Description of the task:
Pull out every line of the material below that contains the string "pendant". Matching is case-sensitive.

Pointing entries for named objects
******

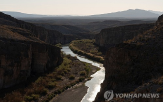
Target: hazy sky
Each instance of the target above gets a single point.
(77, 7)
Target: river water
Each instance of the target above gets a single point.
(97, 78)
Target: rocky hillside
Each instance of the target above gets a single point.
(23, 51)
(136, 65)
(48, 36)
(68, 30)
(112, 36)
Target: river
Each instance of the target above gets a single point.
(97, 78)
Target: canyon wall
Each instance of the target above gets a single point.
(20, 60)
(24, 53)
(112, 36)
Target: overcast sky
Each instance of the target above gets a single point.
(78, 7)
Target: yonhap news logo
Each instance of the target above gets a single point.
(109, 95)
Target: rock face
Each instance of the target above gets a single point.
(23, 51)
(111, 36)
(18, 60)
(129, 65)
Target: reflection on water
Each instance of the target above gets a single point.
(97, 78)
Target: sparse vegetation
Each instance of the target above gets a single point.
(49, 85)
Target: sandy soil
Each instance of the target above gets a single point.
(74, 94)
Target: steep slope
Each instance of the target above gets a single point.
(23, 51)
(111, 36)
(129, 65)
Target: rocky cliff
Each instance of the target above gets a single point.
(131, 64)
(23, 51)
(112, 36)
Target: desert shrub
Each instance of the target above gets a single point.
(71, 77)
(58, 77)
(51, 85)
(81, 79)
(83, 73)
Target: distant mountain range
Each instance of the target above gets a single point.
(131, 13)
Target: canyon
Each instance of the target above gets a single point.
(26, 50)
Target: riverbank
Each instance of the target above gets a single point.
(87, 48)
(74, 94)
(43, 89)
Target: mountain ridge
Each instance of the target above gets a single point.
(130, 13)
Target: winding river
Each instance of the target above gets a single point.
(97, 78)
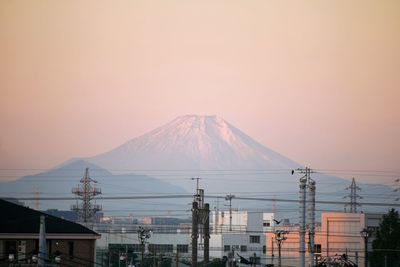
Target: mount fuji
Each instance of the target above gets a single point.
(167, 159)
(193, 142)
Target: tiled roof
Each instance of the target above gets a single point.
(16, 219)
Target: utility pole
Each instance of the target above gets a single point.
(306, 182)
(229, 198)
(311, 218)
(143, 235)
(37, 198)
(200, 216)
(353, 196)
(195, 224)
(86, 193)
(280, 237)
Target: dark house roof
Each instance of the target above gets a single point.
(16, 219)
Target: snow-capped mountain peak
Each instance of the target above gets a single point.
(193, 142)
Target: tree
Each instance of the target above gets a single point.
(386, 246)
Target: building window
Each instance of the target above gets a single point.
(255, 260)
(182, 248)
(255, 239)
(317, 248)
(136, 247)
(160, 248)
(71, 249)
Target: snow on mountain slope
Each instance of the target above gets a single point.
(193, 142)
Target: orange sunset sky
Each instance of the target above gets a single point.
(317, 81)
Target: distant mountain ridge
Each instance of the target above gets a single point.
(164, 160)
(193, 142)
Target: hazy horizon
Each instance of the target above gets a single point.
(317, 82)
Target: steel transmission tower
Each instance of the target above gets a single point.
(86, 192)
(306, 185)
(353, 196)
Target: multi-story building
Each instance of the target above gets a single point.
(245, 236)
(338, 234)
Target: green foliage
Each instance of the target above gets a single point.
(386, 246)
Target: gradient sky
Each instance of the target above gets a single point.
(317, 81)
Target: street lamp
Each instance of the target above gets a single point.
(365, 233)
(143, 235)
(280, 237)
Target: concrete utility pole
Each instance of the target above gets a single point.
(365, 233)
(302, 221)
(311, 218)
(200, 215)
(229, 198)
(306, 182)
(280, 237)
(143, 235)
(86, 193)
(353, 196)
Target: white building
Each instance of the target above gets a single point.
(245, 238)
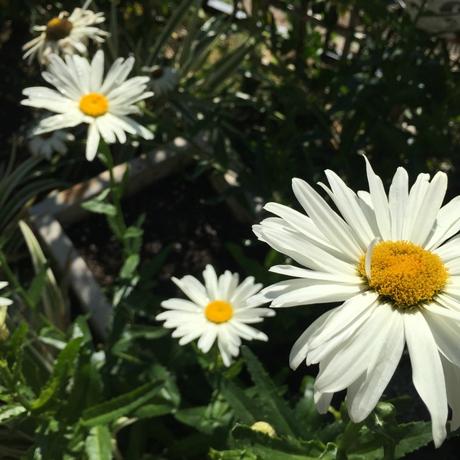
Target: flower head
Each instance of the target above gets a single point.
(390, 258)
(4, 304)
(46, 144)
(65, 34)
(217, 311)
(83, 95)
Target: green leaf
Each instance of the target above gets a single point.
(64, 367)
(123, 405)
(10, 412)
(98, 444)
(133, 232)
(279, 448)
(227, 65)
(55, 306)
(99, 207)
(234, 454)
(277, 411)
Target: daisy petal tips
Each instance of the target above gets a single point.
(390, 258)
(83, 95)
(217, 311)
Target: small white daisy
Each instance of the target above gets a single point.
(82, 95)
(66, 34)
(392, 260)
(216, 311)
(46, 144)
(162, 79)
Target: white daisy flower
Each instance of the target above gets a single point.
(82, 95)
(66, 34)
(162, 79)
(216, 311)
(46, 144)
(392, 260)
(4, 304)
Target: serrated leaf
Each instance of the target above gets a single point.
(123, 405)
(234, 454)
(37, 286)
(98, 445)
(130, 266)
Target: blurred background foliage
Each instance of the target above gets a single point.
(266, 90)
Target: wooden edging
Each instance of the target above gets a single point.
(63, 208)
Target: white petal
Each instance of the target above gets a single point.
(445, 327)
(347, 364)
(452, 375)
(207, 339)
(415, 204)
(447, 223)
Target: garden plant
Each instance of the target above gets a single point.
(316, 148)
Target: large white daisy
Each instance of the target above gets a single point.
(82, 95)
(66, 34)
(391, 259)
(217, 310)
(44, 145)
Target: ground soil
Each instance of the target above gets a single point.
(186, 214)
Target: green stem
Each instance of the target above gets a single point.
(116, 193)
(348, 439)
(389, 451)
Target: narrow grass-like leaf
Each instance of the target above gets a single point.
(276, 409)
(109, 411)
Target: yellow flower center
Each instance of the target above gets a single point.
(94, 104)
(218, 311)
(404, 273)
(58, 28)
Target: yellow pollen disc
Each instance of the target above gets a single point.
(58, 28)
(94, 104)
(404, 273)
(218, 311)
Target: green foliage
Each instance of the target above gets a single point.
(267, 95)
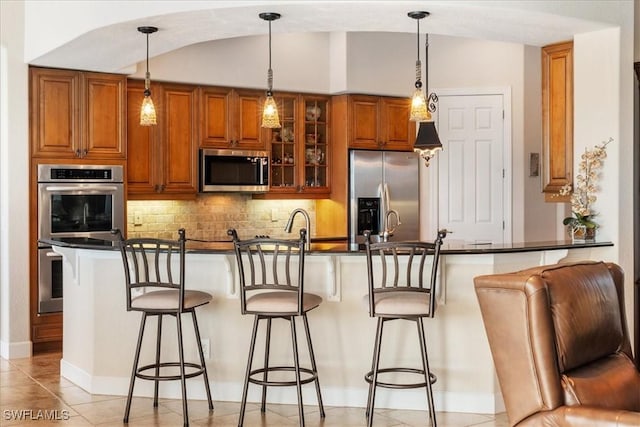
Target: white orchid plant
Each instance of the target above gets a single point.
(583, 195)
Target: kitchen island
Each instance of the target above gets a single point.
(99, 335)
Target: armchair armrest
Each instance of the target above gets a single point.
(582, 416)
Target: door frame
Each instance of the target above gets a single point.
(507, 182)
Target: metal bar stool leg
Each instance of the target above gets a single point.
(134, 370)
(202, 360)
(427, 372)
(373, 360)
(313, 364)
(267, 346)
(156, 384)
(183, 380)
(246, 378)
(376, 366)
(296, 361)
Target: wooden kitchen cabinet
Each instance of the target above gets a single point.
(380, 123)
(230, 118)
(77, 115)
(557, 119)
(162, 159)
(301, 148)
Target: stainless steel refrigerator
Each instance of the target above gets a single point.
(381, 182)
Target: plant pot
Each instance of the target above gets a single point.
(582, 234)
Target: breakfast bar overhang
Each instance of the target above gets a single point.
(100, 335)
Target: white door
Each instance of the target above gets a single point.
(471, 168)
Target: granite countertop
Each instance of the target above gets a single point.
(339, 245)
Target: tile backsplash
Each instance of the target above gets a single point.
(210, 215)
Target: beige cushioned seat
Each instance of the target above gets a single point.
(281, 302)
(169, 300)
(400, 303)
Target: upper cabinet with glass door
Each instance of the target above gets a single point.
(300, 149)
(316, 145)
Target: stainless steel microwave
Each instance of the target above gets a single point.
(234, 171)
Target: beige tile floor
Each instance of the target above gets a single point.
(33, 390)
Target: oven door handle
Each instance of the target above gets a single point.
(91, 187)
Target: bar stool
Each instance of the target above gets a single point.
(154, 272)
(272, 287)
(400, 287)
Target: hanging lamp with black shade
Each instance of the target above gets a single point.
(147, 109)
(427, 142)
(270, 117)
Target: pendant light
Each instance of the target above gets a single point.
(270, 118)
(147, 110)
(427, 142)
(419, 111)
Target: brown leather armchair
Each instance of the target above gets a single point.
(560, 345)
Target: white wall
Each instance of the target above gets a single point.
(300, 62)
(15, 340)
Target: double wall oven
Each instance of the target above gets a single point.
(76, 204)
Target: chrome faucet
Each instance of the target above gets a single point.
(307, 221)
(387, 231)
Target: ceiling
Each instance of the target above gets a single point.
(118, 47)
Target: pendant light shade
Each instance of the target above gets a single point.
(427, 142)
(419, 110)
(270, 117)
(147, 109)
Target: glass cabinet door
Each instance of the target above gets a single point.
(316, 143)
(283, 145)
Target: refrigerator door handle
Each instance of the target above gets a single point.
(383, 200)
(387, 199)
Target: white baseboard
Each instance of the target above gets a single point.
(15, 350)
(414, 399)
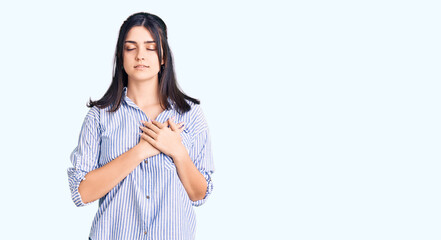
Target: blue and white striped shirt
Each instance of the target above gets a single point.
(151, 202)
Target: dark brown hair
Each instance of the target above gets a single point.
(168, 86)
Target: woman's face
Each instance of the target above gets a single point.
(139, 55)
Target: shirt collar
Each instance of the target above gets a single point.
(132, 104)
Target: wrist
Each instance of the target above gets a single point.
(179, 154)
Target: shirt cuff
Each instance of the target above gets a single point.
(75, 178)
(207, 176)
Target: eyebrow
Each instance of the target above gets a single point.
(137, 43)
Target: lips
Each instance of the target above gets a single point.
(141, 66)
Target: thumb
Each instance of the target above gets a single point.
(172, 124)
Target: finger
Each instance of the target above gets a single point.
(149, 132)
(173, 125)
(181, 127)
(151, 126)
(148, 139)
(158, 124)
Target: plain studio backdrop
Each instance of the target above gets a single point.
(324, 115)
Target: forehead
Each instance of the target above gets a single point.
(139, 34)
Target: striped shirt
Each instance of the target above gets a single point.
(151, 202)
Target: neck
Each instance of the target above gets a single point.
(143, 93)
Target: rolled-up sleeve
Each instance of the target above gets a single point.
(84, 157)
(203, 160)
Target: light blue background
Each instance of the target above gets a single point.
(324, 115)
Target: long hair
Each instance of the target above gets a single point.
(168, 86)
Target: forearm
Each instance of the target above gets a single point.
(193, 180)
(100, 181)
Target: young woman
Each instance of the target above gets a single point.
(147, 170)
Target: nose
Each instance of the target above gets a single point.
(140, 55)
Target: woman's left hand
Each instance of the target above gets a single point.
(166, 140)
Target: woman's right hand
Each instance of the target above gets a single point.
(146, 149)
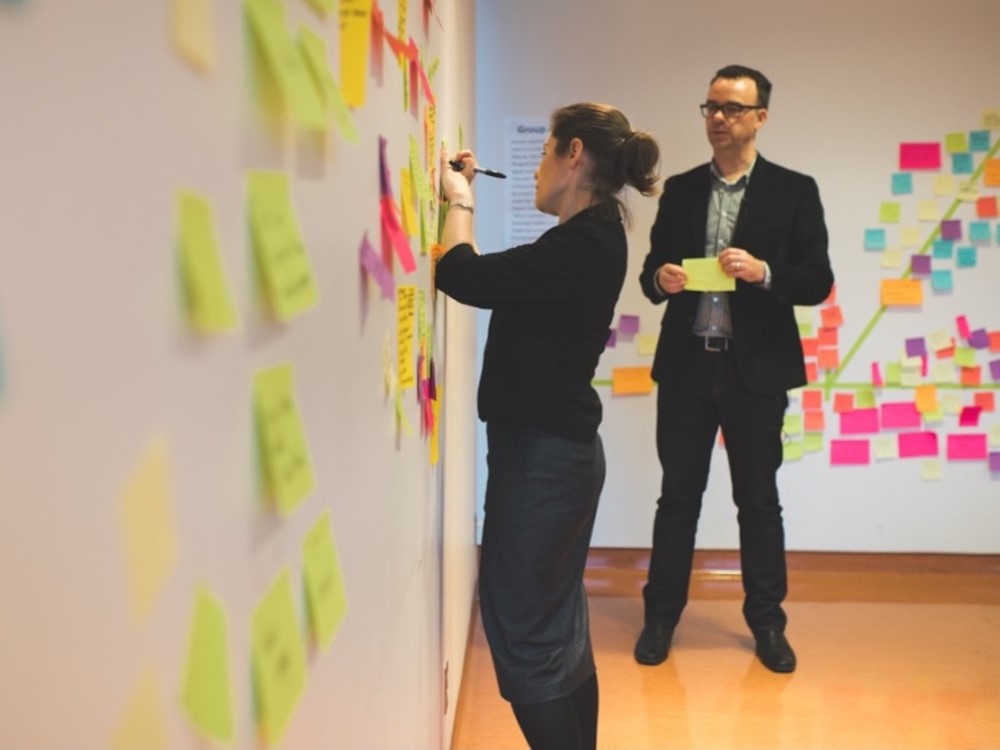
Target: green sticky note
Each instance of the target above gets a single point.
(211, 307)
(283, 59)
(282, 439)
(324, 582)
(279, 659)
(706, 275)
(335, 108)
(207, 695)
(284, 264)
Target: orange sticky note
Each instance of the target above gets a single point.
(630, 381)
(902, 292)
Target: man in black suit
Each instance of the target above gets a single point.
(727, 358)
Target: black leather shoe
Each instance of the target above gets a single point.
(774, 651)
(654, 643)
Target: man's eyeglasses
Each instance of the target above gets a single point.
(729, 110)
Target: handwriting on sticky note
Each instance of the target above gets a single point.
(706, 275)
(278, 656)
(287, 464)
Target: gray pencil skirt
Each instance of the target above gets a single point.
(541, 500)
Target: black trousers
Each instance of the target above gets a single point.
(708, 395)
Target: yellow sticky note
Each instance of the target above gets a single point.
(629, 381)
(406, 313)
(283, 59)
(285, 268)
(143, 725)
(149, 535)
(926, 398)
(355, 33)
(898, 292)
(192, 32)
(207, 694)
(706, 275)
(209, 298)
(889, 212)
(314, 51)
(285, 452)
(279, 658)
(324, 582)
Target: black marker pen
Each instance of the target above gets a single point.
(458, 166)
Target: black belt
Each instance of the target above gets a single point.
(714, 343)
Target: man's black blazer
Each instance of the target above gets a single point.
(781, 222)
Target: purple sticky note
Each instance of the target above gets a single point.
(967, 447)
(849, 452)
(917, 444)
(979, 339)
(951, 229)
(628, 325)
(920, 264)
(859, 421)
(916, 347)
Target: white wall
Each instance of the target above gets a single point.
(852, 80)
(102, 124)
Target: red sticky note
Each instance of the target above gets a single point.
(849, 452)
(919, 156)
(917, 444)
(965, 447)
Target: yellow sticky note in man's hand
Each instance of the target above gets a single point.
(324, 581)
(706, 275)
(282, 439)
(279, 658)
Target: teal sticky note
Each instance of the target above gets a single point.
(961, 163)
(966, 256)
(902, 183)
(943, 248)
(979, 231)
(941, 280)
(874, 239)
(979, 140)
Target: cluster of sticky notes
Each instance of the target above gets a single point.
(284, 450)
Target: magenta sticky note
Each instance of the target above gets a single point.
(919, 156)
(916, 347)
(962, 323)
(964, 447)
(969, 416)
(849, 452)
(920, 264)
(628, 325)
(859, 421)
(951, 229)
(917, 444)
(900, 414)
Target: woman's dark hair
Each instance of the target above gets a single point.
(732, 72)
(621, 156)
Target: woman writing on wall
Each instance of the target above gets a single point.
(552, 303)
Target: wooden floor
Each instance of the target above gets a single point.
(894, 652)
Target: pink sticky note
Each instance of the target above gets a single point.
(859, 421)
(966, 447)
(901, 414)
(849, 452)
(969, 417)
(917, 444)
(919, 156)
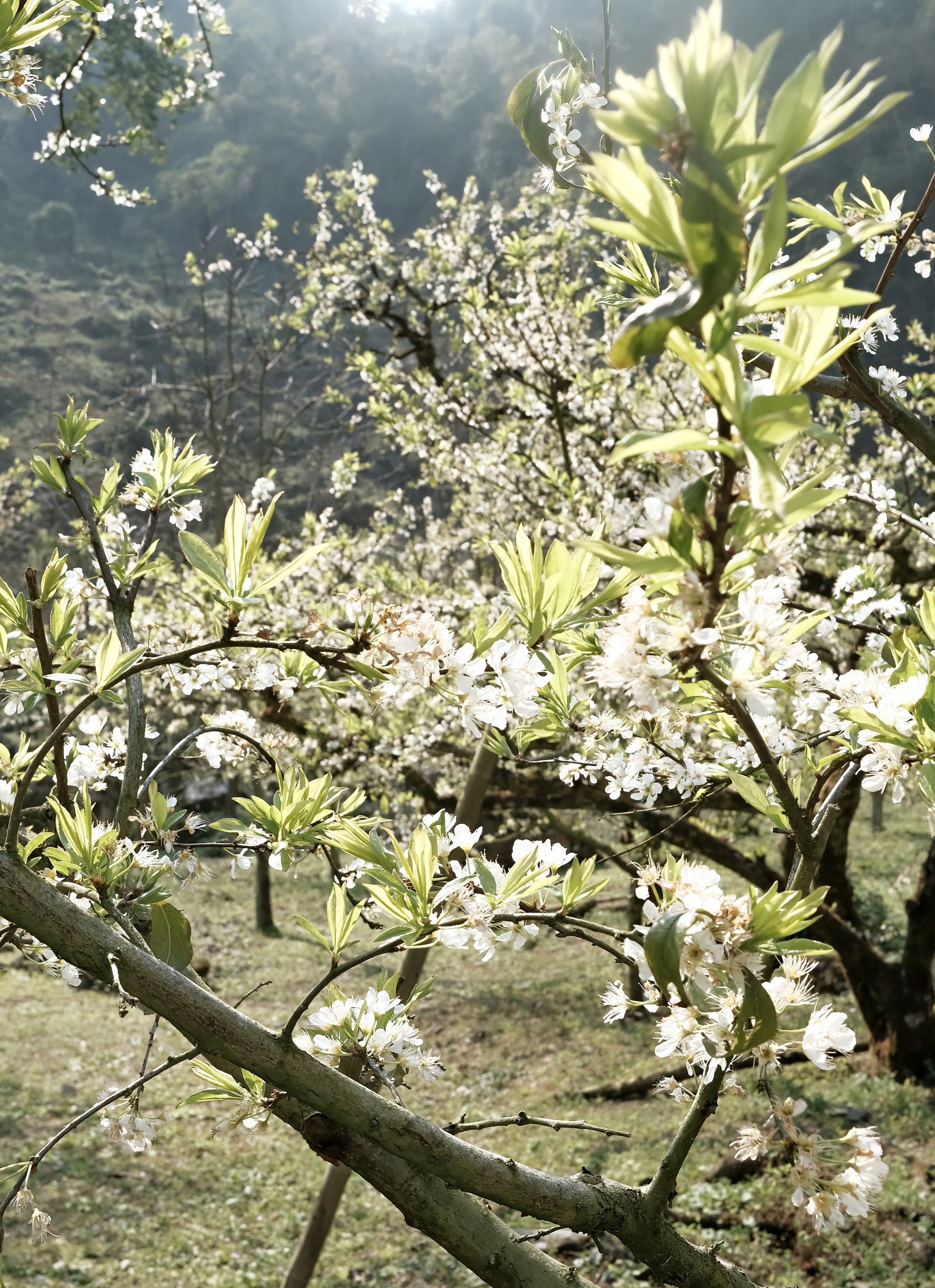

******

Full output:
Target: pendant light
Target: pendant light shade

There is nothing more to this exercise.